**Data in this exercise:**
=== Begin Enclosure ===

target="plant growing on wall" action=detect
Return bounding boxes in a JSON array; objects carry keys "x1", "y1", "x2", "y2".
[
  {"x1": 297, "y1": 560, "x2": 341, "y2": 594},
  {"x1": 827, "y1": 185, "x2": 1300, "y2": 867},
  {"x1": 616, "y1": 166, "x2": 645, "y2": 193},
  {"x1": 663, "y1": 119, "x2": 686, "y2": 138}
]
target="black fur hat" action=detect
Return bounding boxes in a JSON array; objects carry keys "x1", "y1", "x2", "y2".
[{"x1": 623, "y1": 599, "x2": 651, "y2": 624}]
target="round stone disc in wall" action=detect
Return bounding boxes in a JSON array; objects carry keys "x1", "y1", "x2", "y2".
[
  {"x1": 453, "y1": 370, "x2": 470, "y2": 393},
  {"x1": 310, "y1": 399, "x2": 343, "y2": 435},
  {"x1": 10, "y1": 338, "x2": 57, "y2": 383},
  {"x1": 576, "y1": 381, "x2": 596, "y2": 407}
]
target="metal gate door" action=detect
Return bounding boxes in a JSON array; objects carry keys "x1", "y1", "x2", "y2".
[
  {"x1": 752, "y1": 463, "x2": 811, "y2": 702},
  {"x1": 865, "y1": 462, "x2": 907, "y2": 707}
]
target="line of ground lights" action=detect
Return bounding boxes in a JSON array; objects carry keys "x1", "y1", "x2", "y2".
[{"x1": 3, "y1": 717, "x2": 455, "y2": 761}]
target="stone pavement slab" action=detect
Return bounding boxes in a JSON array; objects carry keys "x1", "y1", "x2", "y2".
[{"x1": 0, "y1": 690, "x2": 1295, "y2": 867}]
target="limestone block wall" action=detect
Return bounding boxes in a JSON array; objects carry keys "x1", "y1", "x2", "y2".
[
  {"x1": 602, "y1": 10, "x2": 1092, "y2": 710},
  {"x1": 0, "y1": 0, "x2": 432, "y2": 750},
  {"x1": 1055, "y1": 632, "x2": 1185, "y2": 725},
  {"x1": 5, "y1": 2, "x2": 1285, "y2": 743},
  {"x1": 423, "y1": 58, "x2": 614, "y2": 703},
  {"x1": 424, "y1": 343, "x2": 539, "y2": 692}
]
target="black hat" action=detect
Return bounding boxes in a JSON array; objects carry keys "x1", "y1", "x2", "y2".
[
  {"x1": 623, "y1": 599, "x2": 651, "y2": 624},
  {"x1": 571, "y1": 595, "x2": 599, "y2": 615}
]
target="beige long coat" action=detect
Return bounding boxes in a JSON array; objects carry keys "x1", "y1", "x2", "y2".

=== End Enclosure ===

**Brief:**
Reproduce every entry shown above, precisely as it stands.

**Completed exercise:**
target="plant growing on wall" action=detect
Return bounding boxes in a JSON array; objects carry keys "x1", "y1", "x2", "y2".
[
  {"x1": 297, "y1": 560, "x2": 341, "y2": 594},
  {"x1": 827, "y1": 185, "x2": 1300, "y2": 867},
  {"x1": 616, "y1": 166, "x2": 645, "y2": 193},
  {"x1": 663, "y1": 119, "x2": 686, "y2": 138}
]
target="black fur hat" action=detect
Return bounding boxes in a JSON array; objects carry keys "x1", "y1", "x2", "y2".
[{"x1": 623, "y1": 599, "x2": 651, "y2": 624}]
target="round stone disc in wall" action=detect
Return bounding boxes in a JSON array; objects carry keys "x1", "y1", "x2", "y2".
[
  {"x1": 453, "y1": 370, "x2": 470, "y2": 393},
  {"x1": 310, "y1": 399, "x2": 343, "y2": 435},
  {"x1": 10, "y1": 338, "x2": 57, "y2": 383},
  {"x1": 576, "y1": 381, "x2": 596, "y2": 407}
]
target="metal gate door" action=detect
Return bounding boxes in a JSON array; objects carry keys "x1", "y1", "x2", "y2".
[
  {"x1": 752, "y1": 463, "x2": 811, "y2": 702},
  {"x1": 865, "y1": 462, "x2": 907, "y2": 707}
]
target="line of ground lights" action=detect
Return bounding boxes in a JSON array; objects carry keys "x1", "y1", "x2", "y2".
[{"x1": 3, "y1": 717, "x2": 455, "y2": 761}]
target="stone pavement slab" action=detect
Return bounding boxes in a JSON array; objects carry keys "x1", "y1", "x2", "y2".
[{"x1": 0, "y1": 690, "x2": 1295, "y2": 867}]
target="limestone block wall" action=detect
Return bounding boxes in a JSON array; objects carry keys "x1", "y1", "x2", "y2".
[
  {"x1": 602, "y1": 10, "x2": 1092, "y2": 710},
  {"x1": 0, "y1": 0, "x2": 432, "y2": 750},
  {"x1": 1055, "y1": 632, "x2": 1185, "y2": 725},
  {"x1": 5, "y1": 2, "x2": 1285, "y2": 743},
  {"x1": 423, "y1": 58, "x2": 614, "y2": 703},
  {"x1": 424, "y1": 343, "x2": 539, "y2": 692}
]
target="black hat" action=detect
Return bounding boxes in a JSON array; objects carry keys "x1", "y1", "x2", "y2".
[
  {"x1": 623, "y1": 599, "x2": 651, "y2": 624},
  {"x1": 571, "y1": 595, "x2": 599, "y2": 615}
]
target="beige long coat" action=detect
Return bounding boxes in a JSON array; objects carry keys "x1", "y1", "x2", "y2".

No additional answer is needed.